### ACTIVITY
Continue the personal essay about going back in time, picking up right after its final sentence.

Okay, maybe not particularly a time machine, but we all have dreamt at one point or the other in our lives to just go back in time and rewrite or fix a thing or two mistakes. Maybe to relieve a happy moment with a loved one we might have lost in this journey we call life.

Not just personally but in the world at large, there are some global anomalies which we feel that going back in time might be the solution to prevent it from happening.

But the prompt is not for anyone else to answer or for me to speak for others. It is for me to answer. So, if I could go back in time, would I change anything?

The answer is yes.

Without thinking twice about it, because severally I keep thinking about those mistakes of my life that I'd like to erase, some regrets I'd like to fix, some heartbreaks I'd like to avoid, and beautiful memories I'd like to hold onto a little longer.

If I could go to the past, I would jump on the BTC train while it was still early. And buy a handful of BTC. I recall hearing about it on the radio and all I thought was it was some scam deal. Little did I know that a few months later, it'll be the new gold in town.

I will have avoided a costly mistake that made me waste beautiful years of my life due to sickness. I would have listened to Mum and Dad and done the right thing; maybe I would have made good use of those years I wasted being in a sick bed.

Mended some broken relationships. It's said that some people are meant to leave your life, but sometimes, when I remember how good it was then, I wonder what went wrong.

But aren't mistakes or moments, both good and bad, the glue that keeps me together to be who we are today?

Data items
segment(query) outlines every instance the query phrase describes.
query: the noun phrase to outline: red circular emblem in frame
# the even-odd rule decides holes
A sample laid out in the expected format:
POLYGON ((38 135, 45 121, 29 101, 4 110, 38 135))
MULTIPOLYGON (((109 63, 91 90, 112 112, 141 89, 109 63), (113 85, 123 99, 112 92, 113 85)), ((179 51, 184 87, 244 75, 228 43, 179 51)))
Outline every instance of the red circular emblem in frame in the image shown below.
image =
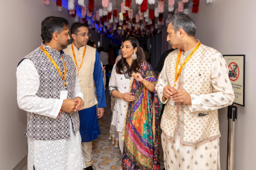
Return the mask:
POLYGON ((234 74, 234 75, 235 75, 235 79, 232 79, 229 76, 229 79, 230 79, 231 81, 235 81, 236 80, 238 80, 238 77, 239 77, 239 74, 240 74, 240 70, 239 70, 238 65, 236 63, 235 63, 235 62, 232 62, 232 63, 229 63, 228 68, 229 68, 229 68, 231 69, 231 71, 233 72, 233 73, 234 74), (231 64, 234 64, 234 65, 236 65, 236 66, 238 66, 238 75, 236 75, 235 73, 235 72, 233 70, 233 68, 231 68, 231 64))

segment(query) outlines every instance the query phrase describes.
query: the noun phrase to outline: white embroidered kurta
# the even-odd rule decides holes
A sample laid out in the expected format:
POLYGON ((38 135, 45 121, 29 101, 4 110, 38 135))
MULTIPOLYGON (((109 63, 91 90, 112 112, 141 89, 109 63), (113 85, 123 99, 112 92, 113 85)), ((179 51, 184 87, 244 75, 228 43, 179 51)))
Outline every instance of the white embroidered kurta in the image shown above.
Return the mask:
MULTIPOLYGON (((192 49, 182 53, 178 70, 192 49)), ((179 51, 174 51, 167 57, 156 85, 160 100, 167 103, 161 122, 165 168, 219 169, 220 134, 218 113, 211 111, 228 106, 233 100, 227 63, 220 53, 202 44, 185 65, 177 82, 177 89, 185 89, 190 94, 192 105, 172 106, 174 102, 170 99, 163 100, 162 91, 168 85, 173 87, 172 75, 175 75, 174 71, 170 70, 175 70, 178 53, 179 51), (204 116, 200 117, 201 113, 204 116), (210 126, 212 123, 206 122, 212 120, 214 126, 210 126), (184 129, 188 131, 184 132, 184 129), (205 135, 210 137, 205 138, 205 135)))
MULTIPOLYGON (((118 90, 120 93, 129 92, 131 77, 128 74, 119 74, 116 72, 116 65, 114 65, 109 83, 110 91, 112 93, 114 89, 118 90)), ((118 132, 123 132, 124 123, 127 109, 127 102, 120 98, 116 98, 114 107, 112 124, 116 127, 118 132)))
MULTIPOLYGON (((26 111, 56 118, 63 100, 43 98, 36 95, 39 85, 39 74, 34 63, 24 59, 17 68, 17 100, 19 107, 26 111)), ((77 78, 75 96, 83 98, 79 80, 77 78)), ((39 169, 77 170, 85 168, 81 154, 79 132, 74 134, 71 124, 71 136, 55 141, 41 141, 28 138, 27 169, 35 166, 39 169)))

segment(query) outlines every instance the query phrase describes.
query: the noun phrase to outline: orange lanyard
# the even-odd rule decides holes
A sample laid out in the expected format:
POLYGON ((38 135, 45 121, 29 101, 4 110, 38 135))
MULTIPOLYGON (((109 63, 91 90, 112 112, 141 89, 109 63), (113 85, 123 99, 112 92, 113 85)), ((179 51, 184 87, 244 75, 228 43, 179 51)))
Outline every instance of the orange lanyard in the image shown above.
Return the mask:
POLYGON ((196 52, 196 51, 199 48, 200 45, 201 45, 201 42, 200 42, 200 41, 199 41, 199 42, 197 43, 196 47, 194 47, 194 48, 193 49, 193 51, 191 51, 190 54, 188 56, 188 57, 186 58, 186 59, 181 64, 181 67, 179 69, 178 72, 177 72, 177 71, 178 70, 179 60, 181 59, 181 53, 182 53, 182 50, 179 50, 178 58, 177 59, 177 63, 176 63, 175 79, 174 86, 176 86, 176 82, 178 80, 179 76, 181 75, 181 72, 182 69, 183 68, 183 67, 185 66, 185 65, 188 62, 188 61, 190 60, 190 59, 191 58, 191 57, 194 55, 194 52, 196 52))
POLYGON ((44 53, 44 54, 48 57, 48 58, 50 59, 50 61, 51 61, 51 63, 53 64, 54 67, 56 68, 57 71, 59 72, 60 75, 62 76, 62 80, 63 80, 63 83, 64 83, 64 85, 65 85, 65 79, 66 79, 66 64, 65 64, 65 61, 64 61, 64 58, 62 55, 62 60, 63 60, 63 63, 64 65, 64 67, 65 67, 65 70, 64 70, 64 78, 63 78, 63 76, 62 76, 62 72, 60 71, 59 67, 57 66, 55 61, 54 61, 54 60, 53 59, 53 58, 51 57, 51 55, 48 53, 48 52, 44 49, 44 48, 42 46, 40 46, 40 48, 42 49, 42 51, 44 53))
POLYGON ((77 66, 77 58, 75 57, 75 51, 74 51, 74 47, 73 46, 73 43, 72 43, 72 45, 71 45, 71 48, 72 48, 73 55, 74 56, 75 63, 75 66, 77 66, 77 68, 78 69, 78 72, 79 72, 81 67, 81 65, 83 64, 84 55, 86 54, 86 46, 84 47, 84 53, 83 53, 83 58, 81 59, 81 65, 80 65, 79 68, 78 68, 78 66, 77 66))

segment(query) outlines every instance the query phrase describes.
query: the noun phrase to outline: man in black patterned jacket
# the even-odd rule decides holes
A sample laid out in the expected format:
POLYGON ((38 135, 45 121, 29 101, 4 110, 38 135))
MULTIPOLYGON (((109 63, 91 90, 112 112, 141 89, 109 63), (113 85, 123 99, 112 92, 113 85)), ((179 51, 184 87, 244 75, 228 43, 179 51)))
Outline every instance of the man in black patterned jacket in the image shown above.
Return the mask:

### ANSWER BOX
Are those mistakes and regrets not what made me grow and become wiser? Are they not what taught me to be resilient, emphatic and patient? Are they not what taught me to stand up after every fall? To recognize the joy that comes after pain. Are they not what taught me to learn to be better to humans around me and even to myself?

So what if I go back in time to change my past and I end up cutting a delicate fabric of my life? Maybe I'll end up cutting off some beautiful people in my life today. People I wake up to every morning and thank God for meeting them. Maybe I wouldn't have met my boss, my best friend. Maybe I wouldn't have known Hive or this beautiful community.

I strongly believe that the past is meant to be forgotten and to move on. Because somehow it leads me to who or a place I was meant to be.

Although, the idea of building a time machine and going back in time is tempting. But I'd rather not tamper with the foundation of who I am today or tamper with how the universe was meant to work. I'd rather take the lessons learnt and move on.

I don't believe that life was meant to be perfect for everyone. I might sound stupid, but I think a little bit of imperfection shapes us to care and understand more about life, people and ourselves.